-- Data extract follows --

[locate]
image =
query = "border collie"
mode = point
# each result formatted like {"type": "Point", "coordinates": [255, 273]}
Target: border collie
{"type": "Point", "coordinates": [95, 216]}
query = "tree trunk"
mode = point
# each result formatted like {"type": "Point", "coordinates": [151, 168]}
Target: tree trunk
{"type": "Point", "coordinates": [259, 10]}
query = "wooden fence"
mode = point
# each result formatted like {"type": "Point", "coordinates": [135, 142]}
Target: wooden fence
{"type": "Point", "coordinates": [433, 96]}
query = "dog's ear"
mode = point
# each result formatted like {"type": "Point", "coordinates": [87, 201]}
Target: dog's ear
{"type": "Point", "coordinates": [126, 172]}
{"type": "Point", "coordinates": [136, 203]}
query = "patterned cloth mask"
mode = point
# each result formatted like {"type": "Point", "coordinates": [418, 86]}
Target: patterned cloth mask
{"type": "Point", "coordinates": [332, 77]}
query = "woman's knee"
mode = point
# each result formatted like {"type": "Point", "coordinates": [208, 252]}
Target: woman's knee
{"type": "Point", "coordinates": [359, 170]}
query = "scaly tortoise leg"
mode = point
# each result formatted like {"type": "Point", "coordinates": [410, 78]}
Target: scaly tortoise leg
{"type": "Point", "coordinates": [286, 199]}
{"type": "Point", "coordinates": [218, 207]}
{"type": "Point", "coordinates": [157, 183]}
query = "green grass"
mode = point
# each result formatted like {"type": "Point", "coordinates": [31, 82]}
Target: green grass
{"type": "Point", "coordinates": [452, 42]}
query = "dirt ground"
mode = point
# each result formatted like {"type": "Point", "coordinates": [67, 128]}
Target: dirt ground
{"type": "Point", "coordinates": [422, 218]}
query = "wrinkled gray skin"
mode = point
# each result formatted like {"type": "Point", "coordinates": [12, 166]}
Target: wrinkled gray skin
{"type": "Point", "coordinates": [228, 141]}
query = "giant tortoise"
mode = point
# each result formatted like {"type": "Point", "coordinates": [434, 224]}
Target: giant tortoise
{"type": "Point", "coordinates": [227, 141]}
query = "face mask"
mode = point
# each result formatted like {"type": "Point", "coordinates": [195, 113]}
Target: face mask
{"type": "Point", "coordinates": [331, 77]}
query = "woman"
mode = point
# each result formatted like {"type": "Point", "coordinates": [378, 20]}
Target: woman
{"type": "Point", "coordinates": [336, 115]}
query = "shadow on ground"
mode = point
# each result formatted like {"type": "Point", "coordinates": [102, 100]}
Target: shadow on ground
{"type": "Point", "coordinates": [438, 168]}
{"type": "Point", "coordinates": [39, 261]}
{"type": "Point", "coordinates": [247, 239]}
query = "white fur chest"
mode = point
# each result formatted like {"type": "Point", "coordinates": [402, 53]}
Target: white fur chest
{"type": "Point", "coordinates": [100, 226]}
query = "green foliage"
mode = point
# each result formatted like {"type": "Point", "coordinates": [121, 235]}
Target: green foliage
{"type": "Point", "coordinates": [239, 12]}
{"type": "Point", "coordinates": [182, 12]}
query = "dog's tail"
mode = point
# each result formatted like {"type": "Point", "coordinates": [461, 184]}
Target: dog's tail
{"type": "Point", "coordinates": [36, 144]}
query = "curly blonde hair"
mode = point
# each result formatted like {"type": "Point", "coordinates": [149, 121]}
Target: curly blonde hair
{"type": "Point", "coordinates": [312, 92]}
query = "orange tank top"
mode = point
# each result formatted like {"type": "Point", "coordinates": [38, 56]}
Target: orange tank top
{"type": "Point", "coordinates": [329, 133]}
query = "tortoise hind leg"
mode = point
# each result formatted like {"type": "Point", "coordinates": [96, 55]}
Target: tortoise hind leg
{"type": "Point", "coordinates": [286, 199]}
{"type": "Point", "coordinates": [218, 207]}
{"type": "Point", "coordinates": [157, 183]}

-- Data extract concluded --

## Work instructions
Print out the records exactly as they were entered.

## Result of the task
[locate]
image =
query = "border collie"
mode = point
# each result formatted like {"type": "Point", "coordinates": [255, 273]}
Target: border collie
{"type": "Point", "coordinates": [95, 216]}
query = "tree trunk"
mode = point
# each result formatted like {"type": "Point", "coordinates": [151, 168]}
Target: tree trunk
{"type": "Point", "coordinates": [259, 10]}
query = "wooden fence"
mode = point
# each result formatted like {"type": "Point", "coordinates": [135, 142]}
Target: wooden fence
{"type": "Point", "coordinates": [433, 96]}
query = "dog's ear"
mode = point
# each result formatted like {"type": "Point", "coordinates": [87, 201]}
Target: dog's ear
{"type": "Point", "coordinates": [126, 172]}
{"type": "Point", "coordinates": [136, 203]}
query = "patterned cloth mask"
mode = point
# each result formatted like {"type": "Point", "coordinates": [418, 86]}
Target: patterned cloth mask
{"type": "Point", "coordinates": [332, 77]}
query = "woman's knee"
mode = point
# each result formatted like {"type": "Point", "coordinates": [208, 252]}
Target: woman's knee
{"type": "Point", "coordinates": [359, 170]}
query = "scaly tortoise leg"
mode = point
# each result formatted like {"type": "Point", "coordinates": [410, 78]}
Target: scaly tortoise leg
{"type": "Point", "coordinates": [286, 199]}
{"type": "Point", "coordinates": [218, 207]}
{"type": "Point", "coordinates": [157, 183]}
query = "green grass"
mode = point
# each result formatted like {"type": "Point", "coordinates": [31, 82]}
Target: green grass
{"type": "Point", "coordinates": [452, 42]}
query = "dirt ground"
mode = point
# each result formatted like {"type": "Point", "coordinates": [67, 128]}
Target: dirt ground
{"type": "Point", "coordinates": [422, 218]}
query = "wrinkled gray skin"
mode = point
# each result formatted like {"type": "Point", "coordinates": [12, 166]}
Target: wrinkled gray skin
{"type": "Point", "coordinates": [228, 141]}
query = "giant tortoise"
mode = point
# each result formatted like {"type": "Point", "coordinates": [434, 224]}
Target: giant tortoise
{"type": "Point", "coordinates": [227, 141]}
query = "face mask"
mode = point
# each result formatted like {"type": "Point", "coordinates": [195, 113]}
Target: face mask
{"type": "Point", "coordinates": [331, 77]}
query = "woman"
mode = point
# each result formatted like {"type": "Point", "coordinates": [378, 20]}
Target: woman
{"type": "Point", "coordinates": [336, 115]}
query = "shadow on ground"
mode = point
# each result formatted like {"type": "Point", "coordinates": [102, 100]}
Target: shadow on ground
{"type": "Point", "coordinates": [438, 168]}
{"type": "Point", "coordinates": [39, 261]}
{"type": "Point", "coordinates": [247, 239]}
query = "white fur chest"
mode = point
# each result formatted like {"type": "Point", "coordinates": [402, 53]}
Target: white fur chest
{"type": "Point", "coordinates": [100, 226]}
query = "green foliage"
mode = point
# each result formatted like {"type": "Point", "coordinates": [121, 235]}
Target: green foliage
{"type": "Point", "coordinates": [239, 12]}
{"type": "Point", "coordinates": [182, 12]}
query = "dog's tail"
mode = point
# each result formatted like {"type": "Point", "coordinates": [461, 184]}
Target: dog's tail
{"type": "Point", "coordinates": [36, 144]}
query = "curly blonde hair"
mode = point
# each result formatted like {"type": "Point", "coordinates": [149, 121]}
Target: curly blonde hair
{"type": "Point", "coordinates": [312, 92]}
query = "orange tank top"
mode = point
# each result formatted like {"type": "Point", "coordinates": [38, 56]}
Target: orange tank top
{"type": "Point", "coordinates": [329, 133]}
query = "tortoise hind leg"
mode = point
# each result formatted like {"type": "Point", "coordinates": [96, 55]}
Target: tortoise hind leg
{"type": "Point", "coordinates": [286, 199]}
{"type": "Point", "coordinates": [218, 207]}
{"type": "Point", "coordinates": [157, 183]}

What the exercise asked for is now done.